▶ **What the task asks**
Substitute "Locate" for "Pick out" throughout the lines below, leaving everything else as it is. Leave the pictures out of your answer.

▶ **Recorded data**
--------------------------------------------------

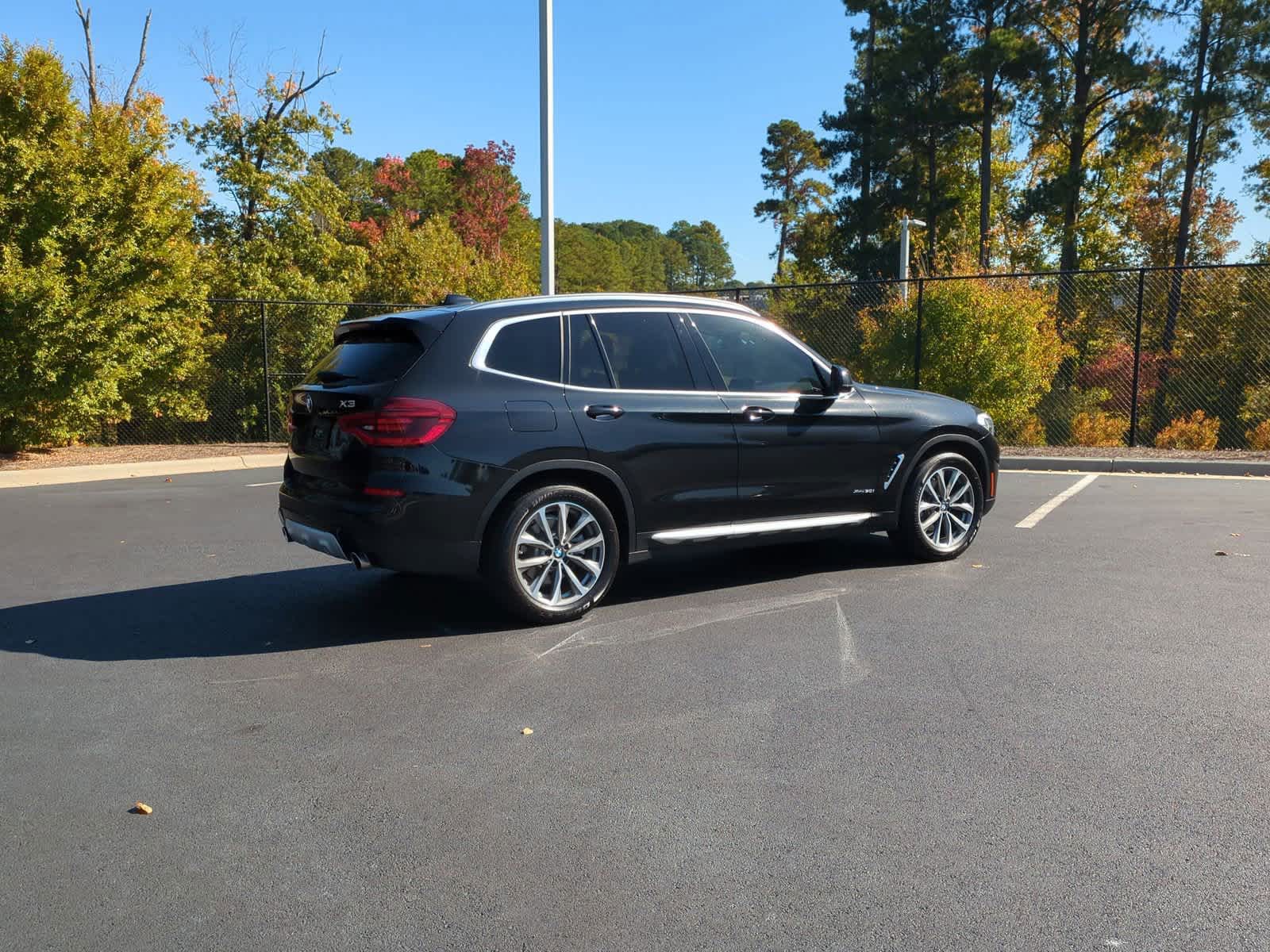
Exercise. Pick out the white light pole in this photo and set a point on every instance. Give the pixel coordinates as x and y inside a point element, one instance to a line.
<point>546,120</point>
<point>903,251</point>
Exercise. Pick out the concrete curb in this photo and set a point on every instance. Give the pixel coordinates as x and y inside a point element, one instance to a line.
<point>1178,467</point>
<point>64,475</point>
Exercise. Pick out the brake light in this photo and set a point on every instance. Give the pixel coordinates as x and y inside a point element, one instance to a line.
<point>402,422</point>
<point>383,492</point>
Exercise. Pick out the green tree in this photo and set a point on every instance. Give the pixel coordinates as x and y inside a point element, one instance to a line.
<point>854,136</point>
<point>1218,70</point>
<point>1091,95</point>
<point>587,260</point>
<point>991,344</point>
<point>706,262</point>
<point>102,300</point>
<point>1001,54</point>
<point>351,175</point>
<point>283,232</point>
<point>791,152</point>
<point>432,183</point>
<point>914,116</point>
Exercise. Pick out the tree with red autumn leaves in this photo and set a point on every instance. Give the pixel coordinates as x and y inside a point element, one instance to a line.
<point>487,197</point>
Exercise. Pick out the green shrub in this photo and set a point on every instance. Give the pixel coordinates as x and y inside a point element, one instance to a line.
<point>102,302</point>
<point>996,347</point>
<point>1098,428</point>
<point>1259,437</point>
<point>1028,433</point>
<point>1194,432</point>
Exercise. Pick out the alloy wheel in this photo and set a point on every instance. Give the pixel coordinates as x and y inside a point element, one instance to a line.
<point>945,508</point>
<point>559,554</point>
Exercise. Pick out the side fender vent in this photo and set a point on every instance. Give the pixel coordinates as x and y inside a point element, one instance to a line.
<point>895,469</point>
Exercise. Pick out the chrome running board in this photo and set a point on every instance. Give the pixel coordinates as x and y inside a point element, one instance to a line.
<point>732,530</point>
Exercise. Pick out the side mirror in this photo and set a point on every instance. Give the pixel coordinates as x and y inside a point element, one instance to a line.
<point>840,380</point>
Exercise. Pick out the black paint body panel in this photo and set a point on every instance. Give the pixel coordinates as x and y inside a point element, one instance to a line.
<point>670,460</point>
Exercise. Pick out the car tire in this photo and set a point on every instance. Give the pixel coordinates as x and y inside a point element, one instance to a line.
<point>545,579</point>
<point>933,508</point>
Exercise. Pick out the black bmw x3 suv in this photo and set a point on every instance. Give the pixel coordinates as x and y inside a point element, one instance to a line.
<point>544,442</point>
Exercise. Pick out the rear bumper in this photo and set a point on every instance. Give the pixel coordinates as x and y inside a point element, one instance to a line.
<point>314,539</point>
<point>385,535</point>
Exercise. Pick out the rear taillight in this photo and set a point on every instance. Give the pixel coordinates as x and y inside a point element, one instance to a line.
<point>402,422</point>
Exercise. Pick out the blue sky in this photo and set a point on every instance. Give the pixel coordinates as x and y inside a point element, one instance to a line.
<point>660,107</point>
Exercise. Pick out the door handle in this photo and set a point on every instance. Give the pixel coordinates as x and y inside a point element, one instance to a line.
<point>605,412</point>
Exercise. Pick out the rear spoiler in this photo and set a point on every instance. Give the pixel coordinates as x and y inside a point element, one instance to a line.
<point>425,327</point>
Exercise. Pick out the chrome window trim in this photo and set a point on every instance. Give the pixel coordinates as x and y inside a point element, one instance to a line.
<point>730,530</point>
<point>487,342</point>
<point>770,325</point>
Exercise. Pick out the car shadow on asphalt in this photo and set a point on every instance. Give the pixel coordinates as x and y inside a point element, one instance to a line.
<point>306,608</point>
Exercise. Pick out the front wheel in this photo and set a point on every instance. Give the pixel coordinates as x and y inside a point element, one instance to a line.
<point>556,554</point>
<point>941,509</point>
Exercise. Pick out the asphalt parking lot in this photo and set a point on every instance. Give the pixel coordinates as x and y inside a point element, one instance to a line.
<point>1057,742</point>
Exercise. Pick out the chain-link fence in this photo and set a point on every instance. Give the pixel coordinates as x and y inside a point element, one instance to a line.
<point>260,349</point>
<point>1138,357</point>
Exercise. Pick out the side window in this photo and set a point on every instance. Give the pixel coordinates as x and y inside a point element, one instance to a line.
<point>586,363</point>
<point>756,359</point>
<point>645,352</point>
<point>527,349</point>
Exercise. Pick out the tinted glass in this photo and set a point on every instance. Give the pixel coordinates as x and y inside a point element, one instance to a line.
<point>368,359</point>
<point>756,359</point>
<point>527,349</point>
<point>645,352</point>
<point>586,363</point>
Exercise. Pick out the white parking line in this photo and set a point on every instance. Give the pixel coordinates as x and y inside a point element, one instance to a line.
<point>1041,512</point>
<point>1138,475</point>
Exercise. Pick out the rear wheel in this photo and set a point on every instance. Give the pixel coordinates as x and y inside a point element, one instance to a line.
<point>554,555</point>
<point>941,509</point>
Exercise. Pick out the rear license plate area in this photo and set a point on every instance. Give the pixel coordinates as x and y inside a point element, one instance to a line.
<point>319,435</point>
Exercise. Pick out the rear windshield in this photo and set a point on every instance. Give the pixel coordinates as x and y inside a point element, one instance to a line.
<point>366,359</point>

--------------------------------------------------

▶ **Answer to this problem**
Exercise. Locate the white light pole in this photo and set a point on every instance. Give the pixel coordinates as x and y inside a point element, one instance to a line.
<point>546,120</point>
<point>903,251</point>
Exercise. Locate the concrete curb in this photo and set a point on every instance. Give the pixel coordinates as x and y inside a point element, one instance to a line.
<point>1178,467</point>
<point>64,475</point>
Exercise. Locate the brake light in this photo and set a point on every instance. Give the pixel coordinates as x and y inside a point element, one instance to a line.
<point>402,422</point>
<point>383,492</point>
Exercise. Locate the green tree in this photo and set a point on every instance. Give the pixel coordinates as x and y inside a point element, one instance to a line.
<point>854,136</point>
<point>1218,70</point>
<point>1091,95</point>
<point>587,260</point>
<point>991,344</point>
<point>706,262</point>
<point>102,300</point>
<point>1001,54</point>
<point>351,175</point>
<point>283,232</point>
<point>791,152</point>
<point>432,183</point>
<point>914,116</point>
Exercise. Locate the tree with red autumn leaves in this photo and set a point on every instance. Give the pixel coordinates as x and y inside a point element, one instance to a line.
<point>487,197</point>
Exercise. Locate the green shrub in this photo and set a point on every instance. Give the pixel coordinates as x and y inside a point element, one instance to a line.
<point>102,302</point>
<point>996,347</point>
<point>1098,428</point>
<point>1259,437</point>
<point>1028,433</point>
<point>1194,432</point>
Exercise. Locate the alloy wheel in this photo and set a point on every instance. Give the pixel coordinates as x and y inside a point element, one instance to a line.
<point>945,508</point>
<point>559,554</point>
Exercise. Locate the side fender vent in this photo and set a point on every instance. Give the pixel coordinates as x and y inside a point element, one instance to a line.
<point>895,469</point>
Exercise. Locate the chrome running board in this photo and set a point on every instance. Give the pixel coordinates as x and y inside a point element, one instance to a line.
<point>732,530</point>
Exercise. Locate the side mirror in this photo and set a point on every instance. Give the pixel coordinates as x and y inside a point element, one instance to a line.
<point>840,380</point>
Exercise. Locate the black paint body panel in this photo and set a point on every instance. Give the pixel coordinates as x and y inside a point element, one instance to a line.
<point>670,460</point>
Exercise. Locate the car tire in this photo and set a point on every instance. Give the pixel coordinates as x and y inside a point element, one instance to a line.
<point>545,579</point>
<point>933,508</point>
Exercise. Locate the black bmw x3 suv in this photo and set a point on every instance. Give the pixel coordinates as x and y inside a point element, one instance to a line.
<point>544,442</point>
Exercise. Locate the rear bumper in this photo and set a point on every instance. Give the pixel coordinates as x and y inside a point element, one instance to a line.
<point>314,539</point>
<point>385,535</point>
Exercise. Locate the rear taillight in this photo and set a point on every instance. Give the pixel coordinates as x and y inside a point element, one instance to a line.
<point>402,422</point>
Exercise. Locate the blue sky in this photo and set a point on every instance. Give the pixel coordinates as x and y inside a point element, one instance to a line.
<point>660,107</point>
Exercise. Locate the door handle in this photo and set a point on every instance. Give the pixel coordinates as x and y inside a point element, one instance to a line.
<point>605,412</point>
Exercise. Locate the rear spoiler in this photo and set a point on every instance. Give the pixel coordinates as x and y inside a point element, one instance to a line.
<point>425,327</point>
Exercise. Locate the chrome window trim in this photo and set a point on every instance. Give the pixel coordinates as x and y inside a point element, one instance to a line.
<point>730,530</point>
<point>487,342</point>
<point>770,325</point>
Exercise. Locate the car shadow on asphalt in this photo and set a point on every instance. Give the pixel coordinates as x and y inside a point element, one instance to a line.
<point>306,608</point>
Exercise. Locate the front wheel in this photo and set a point on every instance. Give the pixel coordinates as x and y inside a point element, one instance to a line.
<point>556,554</point>
<point>941,509</point>
Exercise. Locate the asphalt parking lot in this photo and set a point on every instance. Give the pixel coordinates as x and y inside a point element, one instance to a line.
<point>1057,742</point>
Exercise. Locate the chain-link fence in this photo and set a point on every instance. Give the pixel coordinates as x and y inside a point element, one instance to a line.
<point>260,349</point>
<point>1138,357</point>
Exercise. Locate the side window in this photo and set a point on every instance. Give the pixel coordinates as x and y inside a point element, one instance to a line.
<point>586,363</point>
<point>756,359</point>
<point>645,352</point>
<point>527,349</point>
Exercise. Locate the tinted glass in this photo and set a point on every instance. Give the pixel coordinates as x and y inside a point element, one instance to a line.
<point>368,359</point>
<point>756,359</point>
<point>527,349</point>
<point>645,352</point>
<point>586,363</point>
Exercise. Locate the white parking line in this photo and set a point on every instance. Give the pixel coordinates as x and y inside a point element, one instance to a line.
<point>1041,512</point>
<point>1138,475</point>
Exercise. Locate the rear wheel in this photo and set a point on every instance. Give the pixel coordinates as x and y inside a point element, one instance to a line.
<point>554,555</point>
<point>941,509</point>
Exercise. Locate the rear license plate area in this photo and set a point on every instance. Give the pixel coordinates as x and y inside a point element, one instance to a line.
<point>319,435</point>
Exercise. Locate the rear windshield in this photo and set a point on every instance. Give the pixel coordinates as x and y inside a point element, one instance to a line.
<point>366,359</point>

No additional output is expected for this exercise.